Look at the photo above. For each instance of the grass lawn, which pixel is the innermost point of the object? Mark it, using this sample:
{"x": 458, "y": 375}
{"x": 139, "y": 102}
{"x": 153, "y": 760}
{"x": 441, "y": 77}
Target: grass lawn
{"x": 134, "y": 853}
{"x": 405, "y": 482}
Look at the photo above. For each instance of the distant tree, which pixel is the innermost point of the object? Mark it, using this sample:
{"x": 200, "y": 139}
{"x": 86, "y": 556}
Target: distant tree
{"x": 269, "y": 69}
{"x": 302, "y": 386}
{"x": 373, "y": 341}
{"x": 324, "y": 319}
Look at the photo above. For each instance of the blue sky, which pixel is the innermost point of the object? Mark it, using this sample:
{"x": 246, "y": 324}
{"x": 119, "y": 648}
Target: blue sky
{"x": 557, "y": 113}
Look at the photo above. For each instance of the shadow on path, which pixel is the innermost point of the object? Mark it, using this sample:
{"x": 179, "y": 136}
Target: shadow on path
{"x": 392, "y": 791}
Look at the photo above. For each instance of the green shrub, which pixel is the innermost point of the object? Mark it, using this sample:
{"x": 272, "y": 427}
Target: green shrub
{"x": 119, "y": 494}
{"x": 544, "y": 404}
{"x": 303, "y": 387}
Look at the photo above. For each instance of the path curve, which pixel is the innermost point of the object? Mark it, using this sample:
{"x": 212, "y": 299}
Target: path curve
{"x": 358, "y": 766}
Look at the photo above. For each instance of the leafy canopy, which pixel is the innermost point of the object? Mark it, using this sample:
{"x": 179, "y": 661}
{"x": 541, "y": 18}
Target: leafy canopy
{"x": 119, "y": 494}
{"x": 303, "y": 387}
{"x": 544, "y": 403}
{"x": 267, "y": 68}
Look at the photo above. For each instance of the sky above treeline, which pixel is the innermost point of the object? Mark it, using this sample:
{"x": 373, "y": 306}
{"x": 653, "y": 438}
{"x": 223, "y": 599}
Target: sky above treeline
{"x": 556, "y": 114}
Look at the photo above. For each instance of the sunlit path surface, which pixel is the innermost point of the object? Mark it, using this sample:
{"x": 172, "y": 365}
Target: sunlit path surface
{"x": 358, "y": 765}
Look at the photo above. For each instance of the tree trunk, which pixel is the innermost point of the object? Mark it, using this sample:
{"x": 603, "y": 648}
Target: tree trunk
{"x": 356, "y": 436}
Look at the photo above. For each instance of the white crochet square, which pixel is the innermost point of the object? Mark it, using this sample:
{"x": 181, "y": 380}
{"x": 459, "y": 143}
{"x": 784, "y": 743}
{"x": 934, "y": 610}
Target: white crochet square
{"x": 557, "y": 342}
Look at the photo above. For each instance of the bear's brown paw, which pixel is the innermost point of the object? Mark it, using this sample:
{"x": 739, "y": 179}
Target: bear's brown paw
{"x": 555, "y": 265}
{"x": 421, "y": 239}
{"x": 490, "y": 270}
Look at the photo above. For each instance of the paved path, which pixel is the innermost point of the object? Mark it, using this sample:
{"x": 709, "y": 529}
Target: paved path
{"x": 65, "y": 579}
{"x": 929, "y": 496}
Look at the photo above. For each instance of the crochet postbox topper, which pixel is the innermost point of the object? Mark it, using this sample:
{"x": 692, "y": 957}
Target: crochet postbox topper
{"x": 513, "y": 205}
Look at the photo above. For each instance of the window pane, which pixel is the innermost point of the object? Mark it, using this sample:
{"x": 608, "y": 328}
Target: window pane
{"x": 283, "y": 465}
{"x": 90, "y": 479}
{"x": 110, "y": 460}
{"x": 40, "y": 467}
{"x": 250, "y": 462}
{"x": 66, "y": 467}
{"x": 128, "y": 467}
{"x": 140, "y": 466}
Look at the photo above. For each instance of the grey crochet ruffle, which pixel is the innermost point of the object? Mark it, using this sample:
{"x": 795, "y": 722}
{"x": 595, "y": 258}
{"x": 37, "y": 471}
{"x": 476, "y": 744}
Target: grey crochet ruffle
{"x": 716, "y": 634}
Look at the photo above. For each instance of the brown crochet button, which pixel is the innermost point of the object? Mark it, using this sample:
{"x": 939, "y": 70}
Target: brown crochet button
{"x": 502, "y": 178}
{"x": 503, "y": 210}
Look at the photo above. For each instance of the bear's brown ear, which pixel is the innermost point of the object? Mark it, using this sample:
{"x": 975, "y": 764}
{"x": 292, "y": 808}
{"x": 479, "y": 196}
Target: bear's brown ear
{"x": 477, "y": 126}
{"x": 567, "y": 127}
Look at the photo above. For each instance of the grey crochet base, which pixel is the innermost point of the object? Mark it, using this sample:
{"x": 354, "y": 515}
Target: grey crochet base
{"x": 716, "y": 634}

▶ What the task asks
Leaving out all lines before the one containing "Look at the photo above. For each instance of the brown", copy that line and the rest through the end of the listing above exactly.

▶ Response area
Look at the photo above. For each instance of the brown crochet button, which pixel is the innermost point of the object? Mark it, using this sample:
{"x": 939, "y": 70}
Target: brown crochet button
{"x": 502, "y": 178}
{"x": 503, "y": 210}
Look at the photo above. For each instance of the bear's brown ear, which pixel is the innermost point of the object? Mark it, using this sample:
{"x": 975, "y": 764}
{"x": 292, "y": 808}
{"x": 479, "y": 196}
Target: bear's brown ear
{"x": 477, "y": 126}
{"x": 567, "y": 127}
Look at the photo above. For each instance of the grey crochet base, which pixel is the innermost point of the object? Mark it, using this sample:
{"x": 354, "y": 515}
Target: grey crochet base
{"x": 716, "y": 634}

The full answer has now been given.